Every entry below must be repeated exactly; skip the pictures.

[A run of records]
------------
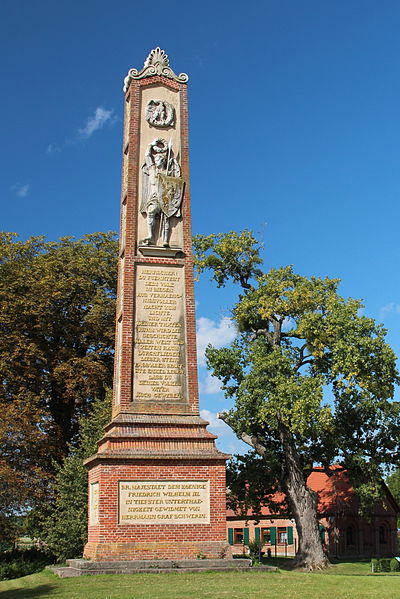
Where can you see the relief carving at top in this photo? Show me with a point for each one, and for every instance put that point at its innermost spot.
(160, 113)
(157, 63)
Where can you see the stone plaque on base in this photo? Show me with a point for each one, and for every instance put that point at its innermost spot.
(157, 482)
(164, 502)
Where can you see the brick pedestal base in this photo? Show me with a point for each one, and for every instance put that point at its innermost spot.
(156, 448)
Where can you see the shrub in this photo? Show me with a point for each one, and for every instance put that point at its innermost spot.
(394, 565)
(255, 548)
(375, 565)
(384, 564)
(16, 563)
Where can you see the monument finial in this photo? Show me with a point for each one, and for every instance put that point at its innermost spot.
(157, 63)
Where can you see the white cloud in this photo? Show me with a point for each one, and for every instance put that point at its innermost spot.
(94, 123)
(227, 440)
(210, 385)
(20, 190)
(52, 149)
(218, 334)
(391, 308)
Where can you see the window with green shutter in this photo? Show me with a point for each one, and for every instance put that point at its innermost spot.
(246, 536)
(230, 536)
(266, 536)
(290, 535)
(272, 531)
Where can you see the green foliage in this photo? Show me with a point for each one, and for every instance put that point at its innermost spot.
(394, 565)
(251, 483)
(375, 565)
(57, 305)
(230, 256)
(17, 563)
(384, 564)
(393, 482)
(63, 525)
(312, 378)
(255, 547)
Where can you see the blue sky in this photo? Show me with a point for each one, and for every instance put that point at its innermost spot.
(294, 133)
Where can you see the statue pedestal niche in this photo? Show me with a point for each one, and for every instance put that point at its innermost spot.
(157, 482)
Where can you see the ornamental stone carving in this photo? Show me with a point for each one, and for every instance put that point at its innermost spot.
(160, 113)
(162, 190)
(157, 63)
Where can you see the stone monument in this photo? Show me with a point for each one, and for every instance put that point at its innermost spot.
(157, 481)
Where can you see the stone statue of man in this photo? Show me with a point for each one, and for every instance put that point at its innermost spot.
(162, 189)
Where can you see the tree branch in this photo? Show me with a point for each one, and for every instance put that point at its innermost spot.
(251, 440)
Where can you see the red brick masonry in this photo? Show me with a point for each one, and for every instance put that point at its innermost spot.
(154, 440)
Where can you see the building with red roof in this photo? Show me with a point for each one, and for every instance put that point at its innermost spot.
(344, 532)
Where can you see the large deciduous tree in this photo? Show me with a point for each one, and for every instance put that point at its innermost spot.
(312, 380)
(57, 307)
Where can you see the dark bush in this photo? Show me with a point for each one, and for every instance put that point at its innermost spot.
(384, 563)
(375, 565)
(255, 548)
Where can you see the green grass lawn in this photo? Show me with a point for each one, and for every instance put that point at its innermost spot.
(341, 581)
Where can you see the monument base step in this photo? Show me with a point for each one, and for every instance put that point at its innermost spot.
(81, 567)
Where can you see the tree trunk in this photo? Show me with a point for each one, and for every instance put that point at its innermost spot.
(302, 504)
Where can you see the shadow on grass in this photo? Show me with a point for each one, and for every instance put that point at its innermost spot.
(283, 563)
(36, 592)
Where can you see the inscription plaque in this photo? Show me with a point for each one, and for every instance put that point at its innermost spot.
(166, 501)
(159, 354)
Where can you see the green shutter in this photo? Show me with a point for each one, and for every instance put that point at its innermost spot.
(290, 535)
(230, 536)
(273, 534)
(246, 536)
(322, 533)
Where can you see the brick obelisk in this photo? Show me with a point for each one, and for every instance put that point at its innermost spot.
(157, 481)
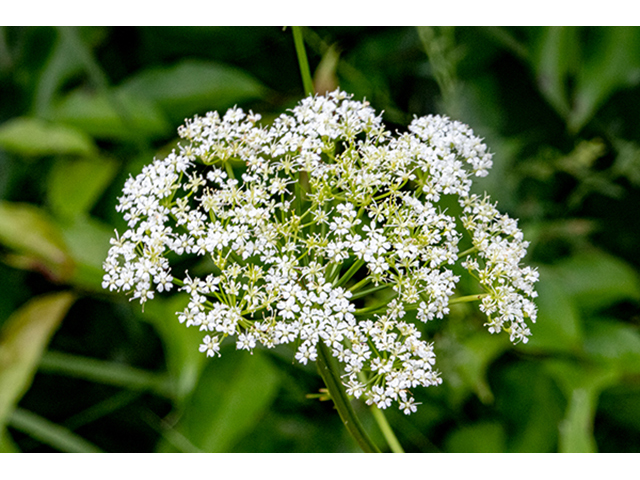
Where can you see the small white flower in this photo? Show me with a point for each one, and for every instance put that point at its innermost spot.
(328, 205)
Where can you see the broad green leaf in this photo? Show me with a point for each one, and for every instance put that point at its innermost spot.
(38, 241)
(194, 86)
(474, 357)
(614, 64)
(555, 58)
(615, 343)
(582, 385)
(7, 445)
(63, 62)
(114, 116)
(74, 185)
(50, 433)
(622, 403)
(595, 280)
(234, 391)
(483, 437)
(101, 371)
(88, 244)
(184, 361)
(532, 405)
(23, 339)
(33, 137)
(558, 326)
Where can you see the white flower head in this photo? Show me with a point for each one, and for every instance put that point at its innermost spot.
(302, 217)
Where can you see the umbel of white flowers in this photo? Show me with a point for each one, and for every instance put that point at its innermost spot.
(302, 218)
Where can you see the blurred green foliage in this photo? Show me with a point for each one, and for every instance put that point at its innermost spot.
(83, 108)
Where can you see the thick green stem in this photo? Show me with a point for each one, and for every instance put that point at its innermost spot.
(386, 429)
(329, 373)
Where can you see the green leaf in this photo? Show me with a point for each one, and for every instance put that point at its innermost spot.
------------
COMPLETE OUTPUT:
Where can you see the relief carving at top in this photo? Show me with a point for each one, and for every instance put that point at its innermost spot.
(160, 113)
(157, 63)
Where can you see the stone plaque on base in this photo? Show me with a point for each one, and for every instance put that point at its innermost spot.
(157, 482)
(164, 502)
Where can you see the brick pedestal base in this photo? Show me with a point for each one, and for every instance put that point at its innermost spot.
(156, 448)
Where can you see the shrub in this photo? Show me with a point for each one, and for every instance put that point at its innermost spot.
(394, 565)
(255, 548)
(375, 565)
(384, 564)
(16, 563)
Where can you see the monument finial in this photo? Show me with a point for each one, and for every instance put that point at its innermost spot.
(157, 63)
Where can you see the white cloud in this photo? Show me with a point for each one, and for every instance put that point at its innermost spot.
(94, 123)
(227, 440)
(210, 385)
(20, 190)
(52, 149)
(218, 334)
(391, 308)
Where can you see the window with green shutter in this photo? Show me with a point for each one, and for every instance put that point at its innermost spot.
(246, 536)
(230, 536)
(266, 536)
(290, 535)
(272, 531)
Where can you see the green foliage in this photo? Show me with a point for each one, and for every instance put that point at its innermost spot.
(394, 565)
(251, 483)
(375, 565)
(57, 305)
(230, 256)
(17, 563)
(384, 564)
(393, 482)
(63, 525)
(312, 378)
(255, 547)
Where can you see the blue sky in this photo? Show me with a point for each one, and for every instance put that point at its innermost spot.
(294, 133)
Where can you see the statue pedestal niche in this photo? Show me with a point for each one, and for every instance put that point at its innermost spot.
(157, 482)
Where can you see the ornamental stone carving in this photo? Show me with a point for each one, and for every instance put that point at its innermost spot.
(160, 113)
(162, 190)
(157, 63)
Where can you see the stone monument in this photo? Show me with a point for each one, and for every instance put that point at its innermost spot.
(157, 481)
Where can you see the stone statue of man in this photo? Show me with a point for each one, and for every instance put that point at its innermost spot.
(162, 189)
Where can you see the tree branch in this photo? Show me with a point for each one, and for every instance put that point at its innermost spot.
(251, 440)
Where can you see the red brick masonry in this photo? Show me with a point for each one, and for every instance put that point at its innermost spot.
(154, 440)
Where can you see the building with red roof in this photo? Show me with a point for each one, and for every instance put that point at its innermost spot.
(344, 532)
Where can you see the large deciduous tree in this photo? Show me with a point for each one, and for every instance put that point at its innermost spot.
(312, 380)
(57, 307)
Where can you see the dark bush in this photo? Show me with a point for each one, and for every instance put that point at its innermost spot.
(384, 563)
(375, 565)
(255, 548)
Where can you see the green grass lawn in this photo? Show me with a point for each one, and for every instance put that point at its innermost spot.
(341, 581)
Where can you see the monument base step in this photo? Show me with a point for each one, and for every instance put that point at its innermost spot.
(81, 567)
Where can you see the tree trunk in this photo? Show me with a point for each one, and for every instance put that point at its innermost spot.
(302, 504)
Where can you see the shadow on grass in this photo? Show me with a point for each one, and for every instance put that point at its innermost spot.
(283, 563)
(36, 592)
Where can you see the inscription plaque in this photo? Show me with a point for each one, and for every instance put that point at its innermost spot.
(166, 501)
(159, 354)
Where can you see the green shutter in this photo? Show me with a point for each one, and for every instance put that point at its innermost spot.
(290, 535)
(230, 536)
(273, 534)
(246, 536)
(322, 533)
Where can you see the brick obelisk in this photo? Show me with a point for each one, and for every instance put that point at its innermost spot.
(157, 481)
Where can you see the small white flower in this photo? Show me with a point for each one, and for every instance put that point at its innermost spot.
(328, 205)
Where can you see the broad green leaf in this photo? Show me with a point for each one, and for every instance put that point at its innermost spot.
(38, 241)
(194, 86)
(474, 357)
(614, 64)
(555, 58)
(615, 343)
(582, 385)
(7, 445)
(63, 62)
(114, 116)
(74, 185)
(50, 433)
(622, 403)
(595, 280)
(234, 391)
(483, 437)
(101, 371)
(88, 244)
(184, 361)
(532, 405)
(23, 339)
(33, 137)
(558, 326)
Where can you see the white flower head in this photo? Show me with a point for each one, and for every instance put that point at its innermost spot.
(302, 217)
Where can you see the umbel of white flowers in this photo? Show me with a point for each one, and for every instance put that point at its innermost spot.
(302, 218)
Where can you see the blurred green foliage in this photo? Show me with a point for each one, and for every instance put that point at its innermost spot.
(83, 108)
Where can you see the thick green stem in this photo? Show me with a point for each one, and for every instance put that point at its innermost spot.
(386, 429)
(329, 373)
Where can you see the green leaf in this photo? Show me with a point for each one, and for every instance put that point at its innermost spot.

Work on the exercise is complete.